> [Textabschnitt]
>>>>>
Daniel Lemoi war in Amerika ein bekannter Mann. Bei einigen war er als Corona-Schwurbler und Verschwörungstheoretiker verschrien, während andere ihn als Helden und Wahrheitssager priesen. Seine Ideologien verbreitete er auf seinem Telegram-Kanal Dirty Road Discussions. Dort hatte er über 137'000 Follower.
Am 3. März starb der 50-Jährige «unerwartet», wie aus seiner Todesanzeige hervorgeht. Am Vormittag hetzte er auf Telegram noch gegen Homosexuelle und den ukrainischen Präsidenten Wolodymyr Selenskyj. Nebenbei warb er für das Entwurmungsmittel Ivermectin, das eigentlich für Tiere gedacht ist. Die «normale Tagesroutine» von Lemoi.
<<<<<
> [Aufgabe 1] Fasse den Text über Daniel Lemoi in zwei Sätzen zusammen.
> [Aufgabe 2] Übernimm aus dem Text über Daniel Lemoi wortgetreu die Stelle von „Daniel Lemoi war“ bis einschließlich „über 137'000 Follower.“.
Die Zeilen unten sind eigenständiges Material und gehören nicht zum Text über Daniel Lemoi.

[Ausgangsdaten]
>>>>>
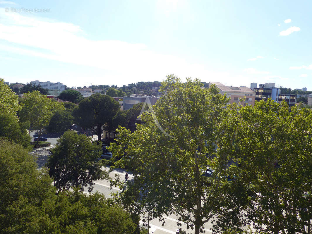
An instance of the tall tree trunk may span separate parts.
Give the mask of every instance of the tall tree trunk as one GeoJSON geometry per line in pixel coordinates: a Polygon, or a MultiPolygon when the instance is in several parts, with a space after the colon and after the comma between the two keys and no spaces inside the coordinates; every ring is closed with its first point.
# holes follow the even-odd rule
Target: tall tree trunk
{"type": "Polygon", "coordinates": [[[96,133],[98,135],[98,140],[101,140],[101,135],[102,134],[102,126],[96,126],[96,133]]]}
{"type": "Polygon", "coordinates": [[[202,218],[200,215],[196,215],[194,234],[199,234],[201,224],[202,221],[202,218]]]}

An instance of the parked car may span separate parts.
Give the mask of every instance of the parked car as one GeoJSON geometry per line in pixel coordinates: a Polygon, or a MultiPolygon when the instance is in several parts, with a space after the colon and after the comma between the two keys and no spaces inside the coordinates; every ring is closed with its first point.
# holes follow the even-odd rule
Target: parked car
{"type": "Polygon", "coordinates": [[[210,171],[204,171],[202,175],[207,177],[211,177],[212,176],[212,172],[210,171]]]}
{"type": "MultiPolygon", "coordinates": [[[[38,137],[35,137],[34,138],[34,141],[37,141],[38,140],[38,137]]],[[[48,140],[48,139],[46,138],[45,137],[40,137],[40,138],[39,138],[39,141],[46,141],[48,140]]]]}
{"type": "Polygon", "coordinates": [[[111,159],[111,158],[113,158],[113,154],[110,152],[108,152],[101,154],[101,157],[100,157],[101,158],[105,158],[105,159],[111,159]]]}

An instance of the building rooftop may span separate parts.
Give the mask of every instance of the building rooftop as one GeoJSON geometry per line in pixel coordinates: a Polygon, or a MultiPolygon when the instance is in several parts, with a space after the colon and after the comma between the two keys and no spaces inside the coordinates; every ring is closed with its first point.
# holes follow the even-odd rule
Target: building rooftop
{"type": "Polygon", "coordinates": [[[254,93],[252,90],[247,87],[237,87],[234,86],[226,86],[220,82],[211,81],[209,84],[216,85],[220,90],[222,91],[228,91],[231,92],[240,92],[244,93],[254,93]]]}

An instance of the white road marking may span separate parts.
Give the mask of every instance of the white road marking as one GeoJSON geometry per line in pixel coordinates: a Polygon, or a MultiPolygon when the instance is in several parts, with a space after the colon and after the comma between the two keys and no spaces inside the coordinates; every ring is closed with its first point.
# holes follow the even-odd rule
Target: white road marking
{"type": "MultiPolygon", "coordinates": [[[[110,168],[107,168],[105,167],[105,171],[109,171],[110,170],[110,168]]],[[[116,171],[112,171],[111,172],[114,172],[114,173],[116,173],[116,174],[119,174],[120,175],[126,175],[126,173],[122,173],[121,172],[116,172],[116,171]]],[[[128,174],[128,176],[129,177],[133,177],[133,176],[132,175],[131,175],[130,174],[128,174]]]]}
{"type": "MultiPolygon", "coordinates": [[[[106,185],[106,184],[100,184],[100,183],[98,183],[97,182],[94,182],[93,183],[95,183],[95,184],[98,184],[99,185],[101,185],[101,186],[104,186],[104,187],[106,187],[108,188],[110,188],[110,186],[109,185],[106,185]]],[[[118,190],[119,191],[122,191],[115,187],[113,187],[112,188],[113,189],[115,189],[116,190],[118,190]]]]}
{"type": "MultiPolygon", "coordinates": [[[[140,221],[140,224],[143,223],[143,222],[142,222],[142,221],[140,221]]],[[[162,231],[165,232],[168,232],[168,233],[171,233],[171,234],[175,234],[176,233],[175,232],[173,232],[173,231],[170,231],[170,230],[168,230],[168,229],[166,229],[166,228],[164,228],[163,227],[159,227],[158,226],[156,226],[156,225],[154,225],[153,224],[150,224],[149,226],[152,228],[159,229],[159,230],[161,230],[162,231]]],[[[150,230],[150,231],[151,231],[151,230],[150,230]]]]}
{"type": "MultiPolygon", "coordinates": [[[[174,219],[172,218],[170,218],[170,217],[167,217],[167,216],[163,216],[163,218],[165,218],[167,219],[168,219],[169,220],[171,220],[172,221],[174,221],[175,222],[178,222],[178,220],[177,220],[176,219],[174,219]]],[[[185,224],[185,223],[184,223],[184,222],[180,222],[181,223],[183,223],[183,224],[185,224]]],[[[212,233],[212,231],[211,231],[211,230],[210,230],[210,229],[207,229],[207,228],[204,228],[204,230],[205,230],[205,231],[206,231],[207,232],[211,232],[212,233]]]]}

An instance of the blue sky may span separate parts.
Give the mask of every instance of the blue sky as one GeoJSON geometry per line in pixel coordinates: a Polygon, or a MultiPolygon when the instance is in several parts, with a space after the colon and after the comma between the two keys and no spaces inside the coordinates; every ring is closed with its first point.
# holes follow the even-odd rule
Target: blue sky
{"type": "Polygon", "coordinates": [[[0,0],[7,81],[120,86],[174,73],[312,90],[310,1],[26,2],[0,0]]]}

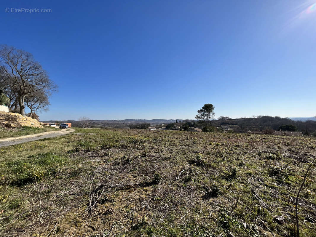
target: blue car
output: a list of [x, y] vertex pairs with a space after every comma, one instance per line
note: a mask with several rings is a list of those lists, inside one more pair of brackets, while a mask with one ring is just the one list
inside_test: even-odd
[[59, 128], [68, 128], [68, 125], [66, 124], [60, 124]]

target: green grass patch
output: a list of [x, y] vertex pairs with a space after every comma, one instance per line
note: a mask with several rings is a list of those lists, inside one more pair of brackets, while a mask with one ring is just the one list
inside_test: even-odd
[[60, 130], [59, 128], [46, 126], [44, 126], [42, 128], [28, 126], [23, 126], [19, 128], [0, 128], [0, 139], [37, 134], [59, 130]]

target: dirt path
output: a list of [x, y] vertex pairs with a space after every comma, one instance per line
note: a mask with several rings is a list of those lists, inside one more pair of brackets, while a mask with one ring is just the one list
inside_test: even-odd
[[68, 128], [64, 131], [46, 132], [32, 135], [27, 135], [25, 136], [4, 138], [0, 140], [0, 147], [20, 144], [45, 138], [55, 137], [58, 136], [62, 136], [69, 134], [74, 131], [75, 129], [73, 128]]

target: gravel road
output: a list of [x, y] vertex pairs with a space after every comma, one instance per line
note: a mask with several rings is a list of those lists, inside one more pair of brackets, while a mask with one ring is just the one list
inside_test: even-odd
[[39, 135], [39, 134], [34, 134], [34, 137], [25, 137], [24, 138], [16, 137], [16, 139], [11, 140], [11, 141], [4, 141], [0, 142], [0, 147], [8, 146], [11, 146], [13, 145], [16, 145], [17, 144], [20, 144], [21, 143], [27, 142], [32, 142], [33, 141], [39, 140], [40, 139], [43, 139], [45, 138], [50, 138], [51, 137], [55, 137], [59, 136], [62, 136], [69, 134], [70, 132], [75, 131], [75, 129], [73, 128], [68, 128], [65, 131], [63, 131], [59, 132], [52, 133], [51, 134], [47, 134], [42, 136]]

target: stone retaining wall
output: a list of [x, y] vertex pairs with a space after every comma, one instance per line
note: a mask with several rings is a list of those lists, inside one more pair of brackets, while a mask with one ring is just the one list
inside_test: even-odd
[[19, 113], [0, 111], [0, 127], [18, 128], [23, 126], [43, 127], [40, 122], [29, 117], [24, 117]]

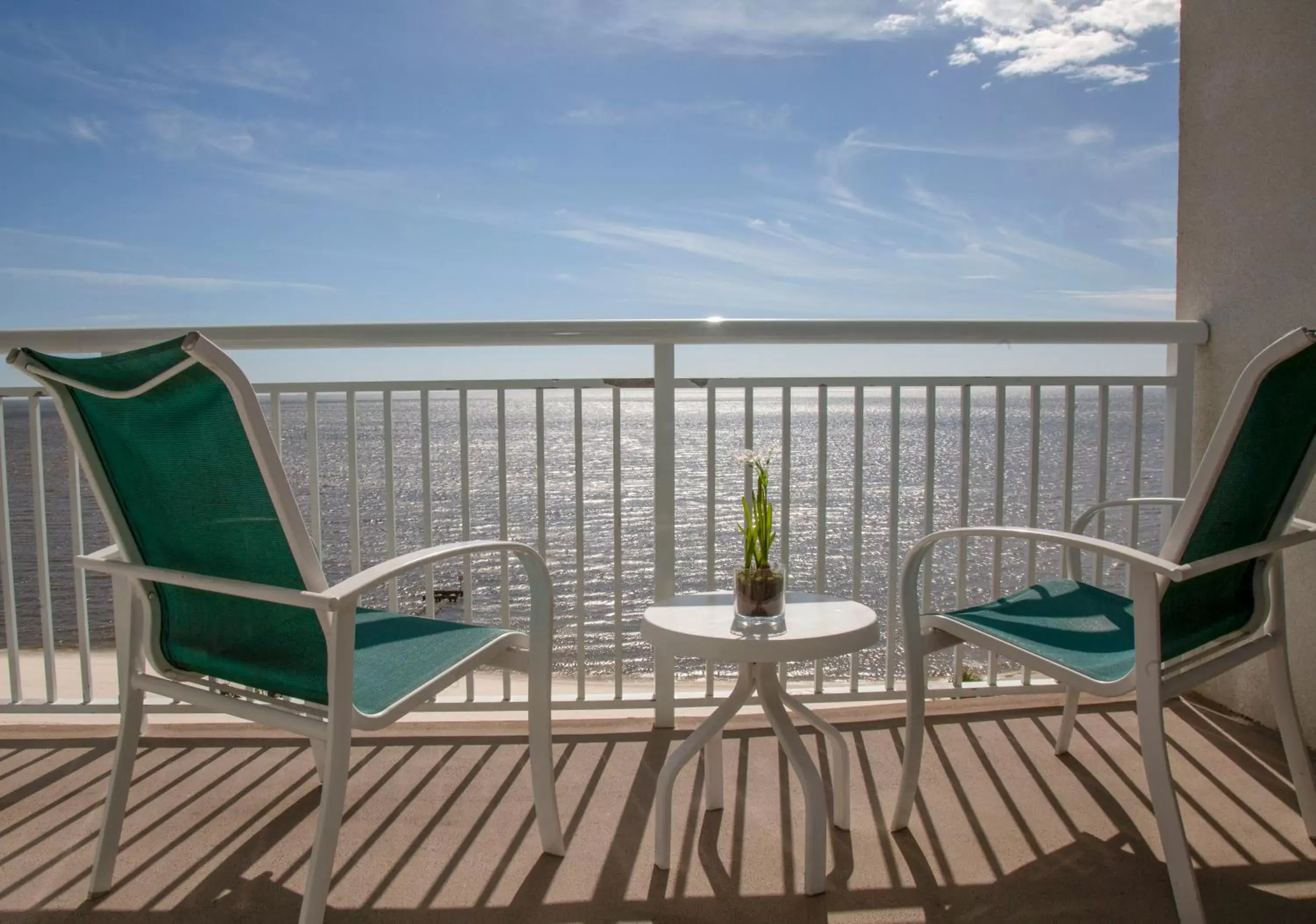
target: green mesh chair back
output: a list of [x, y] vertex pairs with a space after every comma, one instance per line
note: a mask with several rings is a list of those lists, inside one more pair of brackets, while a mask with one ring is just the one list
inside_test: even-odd
[[[108, 357], [24, 353], [53, 372], [128, 391], [188, 358], [183, 338]], [[228, 386], [201, 363], [136, 398], [68, 387], [141, 561], [305, 590]], [[311, 609], [155, 584], [158, 645], [184, 671], [328, 702], [324, 632]]]
[[[1261, 380], [1179, 561], [1269, 538], [1280, 515], [1291, 509], [1288, 500], [1313, 437], [1316, 346], [1307, 346]], [[1161, 600], [1162, 657], [1184, 654], [1245, 628], [1257, 613], [1259, 567], [1261, 562], [1249, 561], [1170, 584]]]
<<<<<
> [Erwartete Antwort 1] Daniel Lemoi war in Amerika bekannt: Manche verschrien ihn als Corona-Schwurbler und Verschwörungstheoretiker, andere priesen ihn als Helden, und er verbreitete seine Ideologien auf seinem Telegram-Kanal Dirty Road Discussions mit über 137'000 Followern. Laut seiner Todesanzeige starb der 50-Jährige am 3. März «unerwartet»; am Vormittag hatte er auf Telegram noch gegen Homosexuelle und Wolodymyr Selenskyj gehetzt und für das Entwurmungsmittel Ivermectin geworben.

> [Erwartete Antwort 2]
Daniel Lemoi war in Amerika ein bekannter Mann. Bei einigen war er als Corona-Schwurbler und Verschwörungstheoretiker verschrien, während andere ihn als Helden und Wahrheitssager priesen. Seine Ideologien verbreitete er auf seinem Telegram-Kanal Dirty Road Discussions. Dort hatte er über 137'000 Follower.